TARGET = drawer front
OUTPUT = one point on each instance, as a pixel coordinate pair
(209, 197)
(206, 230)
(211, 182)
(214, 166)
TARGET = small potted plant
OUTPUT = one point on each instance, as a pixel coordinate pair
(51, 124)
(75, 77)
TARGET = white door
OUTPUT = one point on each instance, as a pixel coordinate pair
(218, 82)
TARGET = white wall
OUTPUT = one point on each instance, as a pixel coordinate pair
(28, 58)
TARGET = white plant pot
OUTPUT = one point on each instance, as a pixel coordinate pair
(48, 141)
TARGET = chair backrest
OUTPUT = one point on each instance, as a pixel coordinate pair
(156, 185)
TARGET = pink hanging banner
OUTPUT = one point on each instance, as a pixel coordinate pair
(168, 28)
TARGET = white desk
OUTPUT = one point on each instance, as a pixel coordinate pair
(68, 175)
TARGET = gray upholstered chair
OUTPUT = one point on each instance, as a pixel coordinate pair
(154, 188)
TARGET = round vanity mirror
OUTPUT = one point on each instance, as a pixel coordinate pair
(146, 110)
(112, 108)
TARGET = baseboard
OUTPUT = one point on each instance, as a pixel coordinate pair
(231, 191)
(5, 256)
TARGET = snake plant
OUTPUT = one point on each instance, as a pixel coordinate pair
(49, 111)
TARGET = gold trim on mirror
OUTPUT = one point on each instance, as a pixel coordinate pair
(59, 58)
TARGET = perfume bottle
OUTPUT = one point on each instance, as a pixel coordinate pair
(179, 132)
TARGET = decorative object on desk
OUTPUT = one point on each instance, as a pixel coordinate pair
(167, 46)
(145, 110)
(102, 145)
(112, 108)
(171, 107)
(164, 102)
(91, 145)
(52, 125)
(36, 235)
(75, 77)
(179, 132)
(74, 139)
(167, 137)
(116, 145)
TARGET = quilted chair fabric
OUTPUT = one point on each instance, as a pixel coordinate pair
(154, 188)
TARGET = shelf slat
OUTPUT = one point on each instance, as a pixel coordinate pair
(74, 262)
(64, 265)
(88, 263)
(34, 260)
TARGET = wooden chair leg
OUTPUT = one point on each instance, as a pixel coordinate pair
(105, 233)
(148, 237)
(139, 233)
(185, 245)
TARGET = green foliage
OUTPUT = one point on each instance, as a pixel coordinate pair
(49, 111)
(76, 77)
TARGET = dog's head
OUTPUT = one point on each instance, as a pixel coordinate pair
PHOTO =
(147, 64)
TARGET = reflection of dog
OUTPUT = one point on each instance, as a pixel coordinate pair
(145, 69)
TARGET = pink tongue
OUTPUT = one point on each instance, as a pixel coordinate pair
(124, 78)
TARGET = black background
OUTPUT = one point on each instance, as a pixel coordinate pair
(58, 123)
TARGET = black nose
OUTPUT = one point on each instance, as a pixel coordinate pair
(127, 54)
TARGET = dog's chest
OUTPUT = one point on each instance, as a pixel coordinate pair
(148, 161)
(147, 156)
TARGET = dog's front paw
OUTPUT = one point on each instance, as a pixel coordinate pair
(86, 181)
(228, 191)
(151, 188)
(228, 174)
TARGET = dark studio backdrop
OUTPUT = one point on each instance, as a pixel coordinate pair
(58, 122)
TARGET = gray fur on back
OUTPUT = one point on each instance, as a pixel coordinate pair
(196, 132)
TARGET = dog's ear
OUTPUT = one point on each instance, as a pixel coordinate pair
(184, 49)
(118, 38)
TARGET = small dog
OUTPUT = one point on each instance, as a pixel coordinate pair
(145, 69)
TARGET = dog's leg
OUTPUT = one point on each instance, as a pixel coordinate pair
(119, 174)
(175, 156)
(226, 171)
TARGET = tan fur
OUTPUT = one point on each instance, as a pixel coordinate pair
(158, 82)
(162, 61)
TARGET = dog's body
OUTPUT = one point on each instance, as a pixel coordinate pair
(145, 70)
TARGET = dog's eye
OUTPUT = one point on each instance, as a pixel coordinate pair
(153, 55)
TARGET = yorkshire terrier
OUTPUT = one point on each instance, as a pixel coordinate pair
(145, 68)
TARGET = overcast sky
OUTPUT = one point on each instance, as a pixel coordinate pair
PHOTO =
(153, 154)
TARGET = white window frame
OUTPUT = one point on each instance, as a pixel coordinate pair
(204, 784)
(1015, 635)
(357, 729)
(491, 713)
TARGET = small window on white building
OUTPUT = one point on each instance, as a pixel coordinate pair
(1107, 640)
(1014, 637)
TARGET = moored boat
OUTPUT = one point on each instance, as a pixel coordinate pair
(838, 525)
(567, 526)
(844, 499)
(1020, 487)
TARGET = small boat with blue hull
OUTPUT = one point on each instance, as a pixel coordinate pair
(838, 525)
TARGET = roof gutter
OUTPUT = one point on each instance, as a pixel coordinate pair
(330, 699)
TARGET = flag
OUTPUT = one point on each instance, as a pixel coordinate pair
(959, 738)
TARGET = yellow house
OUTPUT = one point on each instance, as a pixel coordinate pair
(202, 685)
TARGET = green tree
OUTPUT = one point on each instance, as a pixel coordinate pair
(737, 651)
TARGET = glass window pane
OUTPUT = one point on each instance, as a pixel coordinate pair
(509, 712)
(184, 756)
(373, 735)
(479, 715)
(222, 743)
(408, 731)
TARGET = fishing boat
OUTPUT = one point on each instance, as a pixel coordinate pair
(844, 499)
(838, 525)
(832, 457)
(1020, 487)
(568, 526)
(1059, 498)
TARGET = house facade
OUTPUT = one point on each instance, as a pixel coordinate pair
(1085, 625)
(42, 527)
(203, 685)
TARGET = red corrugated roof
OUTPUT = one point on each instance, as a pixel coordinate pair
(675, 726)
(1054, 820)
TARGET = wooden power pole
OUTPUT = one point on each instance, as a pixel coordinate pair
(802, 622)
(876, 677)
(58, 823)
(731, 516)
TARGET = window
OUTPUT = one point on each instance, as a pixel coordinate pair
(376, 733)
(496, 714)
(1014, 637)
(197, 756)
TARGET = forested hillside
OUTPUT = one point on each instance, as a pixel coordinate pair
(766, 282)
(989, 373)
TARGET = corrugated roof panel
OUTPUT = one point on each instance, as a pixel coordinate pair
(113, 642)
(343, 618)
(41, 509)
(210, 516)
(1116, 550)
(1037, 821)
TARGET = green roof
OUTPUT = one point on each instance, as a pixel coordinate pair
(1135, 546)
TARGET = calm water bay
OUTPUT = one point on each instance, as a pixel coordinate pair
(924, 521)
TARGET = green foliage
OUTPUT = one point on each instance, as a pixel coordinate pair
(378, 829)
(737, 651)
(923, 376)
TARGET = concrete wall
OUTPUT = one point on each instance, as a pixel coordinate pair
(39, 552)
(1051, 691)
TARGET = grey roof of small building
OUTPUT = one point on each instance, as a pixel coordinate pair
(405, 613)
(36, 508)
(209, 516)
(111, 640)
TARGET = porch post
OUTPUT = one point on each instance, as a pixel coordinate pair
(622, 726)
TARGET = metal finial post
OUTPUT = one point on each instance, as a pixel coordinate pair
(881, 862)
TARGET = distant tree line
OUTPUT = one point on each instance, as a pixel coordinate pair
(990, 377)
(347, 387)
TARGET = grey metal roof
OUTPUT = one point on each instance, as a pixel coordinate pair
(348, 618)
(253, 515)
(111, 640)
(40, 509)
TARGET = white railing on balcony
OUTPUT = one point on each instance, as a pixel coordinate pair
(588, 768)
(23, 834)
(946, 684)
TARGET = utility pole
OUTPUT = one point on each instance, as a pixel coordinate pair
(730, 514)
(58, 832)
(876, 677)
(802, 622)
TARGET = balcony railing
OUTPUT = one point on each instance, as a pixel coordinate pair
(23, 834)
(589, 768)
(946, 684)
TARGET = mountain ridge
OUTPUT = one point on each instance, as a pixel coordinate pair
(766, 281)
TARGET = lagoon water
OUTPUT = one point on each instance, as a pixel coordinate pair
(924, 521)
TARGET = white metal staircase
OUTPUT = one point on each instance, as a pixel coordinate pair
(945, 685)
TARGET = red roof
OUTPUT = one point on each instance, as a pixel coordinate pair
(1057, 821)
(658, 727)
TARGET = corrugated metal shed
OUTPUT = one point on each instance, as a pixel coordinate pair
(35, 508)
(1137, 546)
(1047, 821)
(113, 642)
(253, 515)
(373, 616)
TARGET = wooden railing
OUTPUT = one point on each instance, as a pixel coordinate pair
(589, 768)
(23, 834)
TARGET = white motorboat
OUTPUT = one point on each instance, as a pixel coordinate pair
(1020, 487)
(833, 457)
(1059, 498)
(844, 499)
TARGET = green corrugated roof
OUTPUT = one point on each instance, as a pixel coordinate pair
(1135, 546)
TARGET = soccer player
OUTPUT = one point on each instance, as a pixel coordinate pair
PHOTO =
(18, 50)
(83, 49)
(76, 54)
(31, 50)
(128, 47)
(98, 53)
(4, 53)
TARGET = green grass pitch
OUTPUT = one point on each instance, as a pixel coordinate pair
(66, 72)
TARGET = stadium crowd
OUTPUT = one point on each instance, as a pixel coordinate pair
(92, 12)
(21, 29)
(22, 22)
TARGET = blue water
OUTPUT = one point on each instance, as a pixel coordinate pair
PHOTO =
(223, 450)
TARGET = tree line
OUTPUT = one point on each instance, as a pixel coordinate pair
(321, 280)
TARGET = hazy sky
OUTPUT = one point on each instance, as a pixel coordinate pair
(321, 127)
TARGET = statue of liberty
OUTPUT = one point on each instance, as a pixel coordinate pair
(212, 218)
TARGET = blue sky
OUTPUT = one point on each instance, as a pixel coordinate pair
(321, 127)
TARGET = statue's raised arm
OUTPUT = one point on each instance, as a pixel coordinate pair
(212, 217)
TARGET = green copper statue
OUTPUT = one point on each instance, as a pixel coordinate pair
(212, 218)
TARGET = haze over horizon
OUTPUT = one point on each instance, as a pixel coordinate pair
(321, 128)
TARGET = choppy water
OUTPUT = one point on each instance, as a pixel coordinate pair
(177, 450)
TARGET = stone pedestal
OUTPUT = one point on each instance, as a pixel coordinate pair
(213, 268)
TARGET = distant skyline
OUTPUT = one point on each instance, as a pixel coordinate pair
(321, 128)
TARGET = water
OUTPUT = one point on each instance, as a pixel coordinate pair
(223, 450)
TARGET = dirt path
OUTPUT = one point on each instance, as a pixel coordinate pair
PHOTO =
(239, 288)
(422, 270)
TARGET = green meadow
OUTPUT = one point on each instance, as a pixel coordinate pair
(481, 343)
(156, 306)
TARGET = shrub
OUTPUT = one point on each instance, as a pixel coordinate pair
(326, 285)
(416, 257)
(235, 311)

▶ **PROBLEM TO WORK ON**
Repeat, word for word, every line from the line that contains "TARGET = choppy water" to the end of the entries; include both of those lines and no others.

▶ **OUTPUT OF THE EXERCISE**
TARGET = choppy water
OUTPUT = one point on each instance, as a pixel coordinate pair
(177, 450)
TARGET = stone pedestal
OUTPUT = one point on each instance, as a pixel coordinate pair
(213, 268)
TARGET = distant skyline
OUTPUT = one point on each instance, as a pixel coordinate pair
(321, 128)
TARGET = water
OUTPUT = one point on each instance, as a pixel coordinate pair
(223, 450)
TARGET = dirt path
OUTPUT = one point on each instance, as a pixel coordinate pair
PHOTO =
(239, 288)
(422, 270)
TARGET = green meadow
OUTPUT = one point on each instance, as a pixel coordinate pair
(481, 343)
(156, 306)
TARGET = shrub
OUTPUT = one point on each instance, as a pixel coordinate pair
(326, 285)
(416, 257)
(235, 311)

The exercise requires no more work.